Start of Information given

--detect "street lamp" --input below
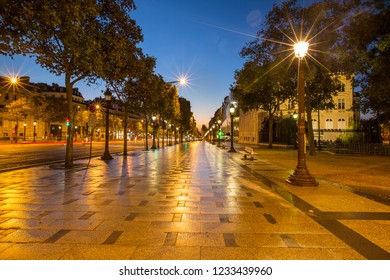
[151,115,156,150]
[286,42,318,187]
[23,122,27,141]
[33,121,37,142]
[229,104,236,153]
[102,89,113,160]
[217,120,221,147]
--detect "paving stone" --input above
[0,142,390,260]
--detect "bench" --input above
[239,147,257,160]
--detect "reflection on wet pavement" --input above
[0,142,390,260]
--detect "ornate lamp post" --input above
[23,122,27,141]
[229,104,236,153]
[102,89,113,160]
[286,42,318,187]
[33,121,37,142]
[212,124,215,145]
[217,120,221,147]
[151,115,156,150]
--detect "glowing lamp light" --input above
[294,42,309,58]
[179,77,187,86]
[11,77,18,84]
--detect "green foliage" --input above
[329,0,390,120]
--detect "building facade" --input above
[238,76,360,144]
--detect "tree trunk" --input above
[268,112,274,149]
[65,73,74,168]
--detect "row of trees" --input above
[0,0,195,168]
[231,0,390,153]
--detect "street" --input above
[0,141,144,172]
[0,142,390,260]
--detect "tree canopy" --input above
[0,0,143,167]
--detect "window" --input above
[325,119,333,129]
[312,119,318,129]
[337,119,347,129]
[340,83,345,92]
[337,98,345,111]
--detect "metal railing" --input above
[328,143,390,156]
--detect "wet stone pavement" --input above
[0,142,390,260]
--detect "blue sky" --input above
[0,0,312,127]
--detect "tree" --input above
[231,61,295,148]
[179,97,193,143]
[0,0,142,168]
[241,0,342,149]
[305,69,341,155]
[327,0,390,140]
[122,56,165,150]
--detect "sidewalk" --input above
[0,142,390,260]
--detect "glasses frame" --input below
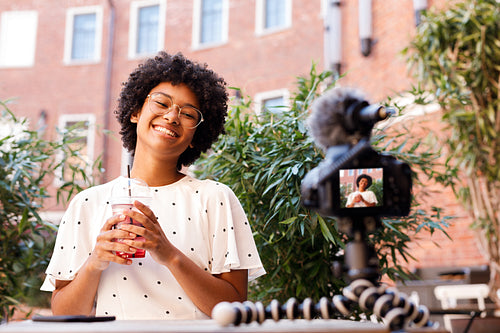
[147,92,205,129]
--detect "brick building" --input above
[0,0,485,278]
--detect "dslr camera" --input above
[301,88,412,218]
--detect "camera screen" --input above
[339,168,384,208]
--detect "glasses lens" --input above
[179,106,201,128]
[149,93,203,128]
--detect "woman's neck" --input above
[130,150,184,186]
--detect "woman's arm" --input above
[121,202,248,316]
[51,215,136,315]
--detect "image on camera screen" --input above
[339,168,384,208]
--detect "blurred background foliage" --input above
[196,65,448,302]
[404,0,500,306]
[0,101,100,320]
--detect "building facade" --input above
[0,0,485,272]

End of Information given
Start of Information given

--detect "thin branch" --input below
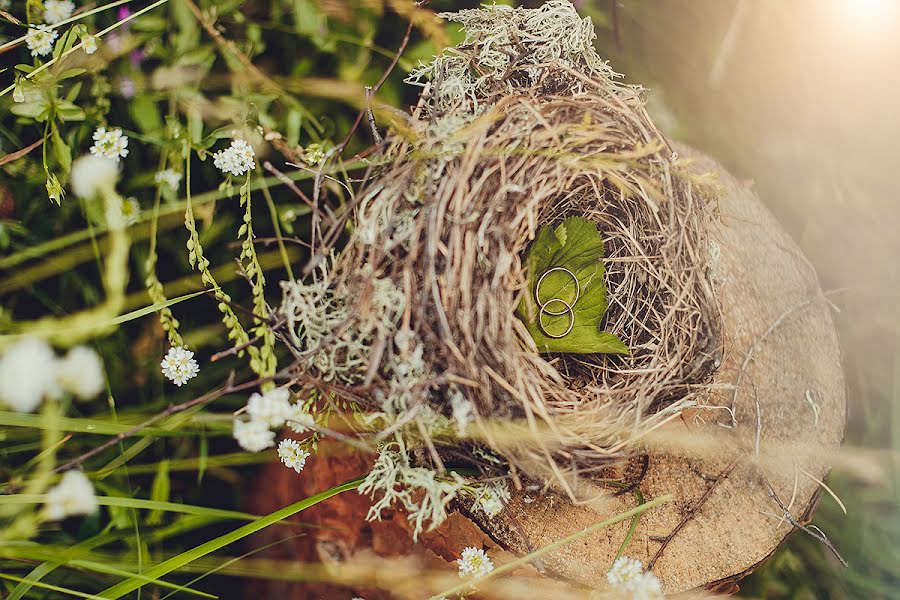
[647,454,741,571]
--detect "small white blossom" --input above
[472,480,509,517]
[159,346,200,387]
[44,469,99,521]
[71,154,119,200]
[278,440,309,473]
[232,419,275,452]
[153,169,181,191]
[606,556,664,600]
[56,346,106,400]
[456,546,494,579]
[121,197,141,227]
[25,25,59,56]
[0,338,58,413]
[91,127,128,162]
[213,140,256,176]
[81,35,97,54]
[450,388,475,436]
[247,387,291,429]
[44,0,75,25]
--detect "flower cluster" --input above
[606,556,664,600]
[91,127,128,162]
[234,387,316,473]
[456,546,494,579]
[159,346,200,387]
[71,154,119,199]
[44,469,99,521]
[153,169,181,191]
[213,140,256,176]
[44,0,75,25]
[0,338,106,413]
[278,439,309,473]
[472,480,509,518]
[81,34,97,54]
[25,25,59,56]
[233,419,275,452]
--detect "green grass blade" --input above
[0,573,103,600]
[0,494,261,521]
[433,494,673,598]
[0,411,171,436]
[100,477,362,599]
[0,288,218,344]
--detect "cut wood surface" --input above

End of Information given

Filter the listing above and copy every line that contains the word "screen".

Answer to this task:
--detect "camera screen" --input above
--detect "image on camera screen" --input above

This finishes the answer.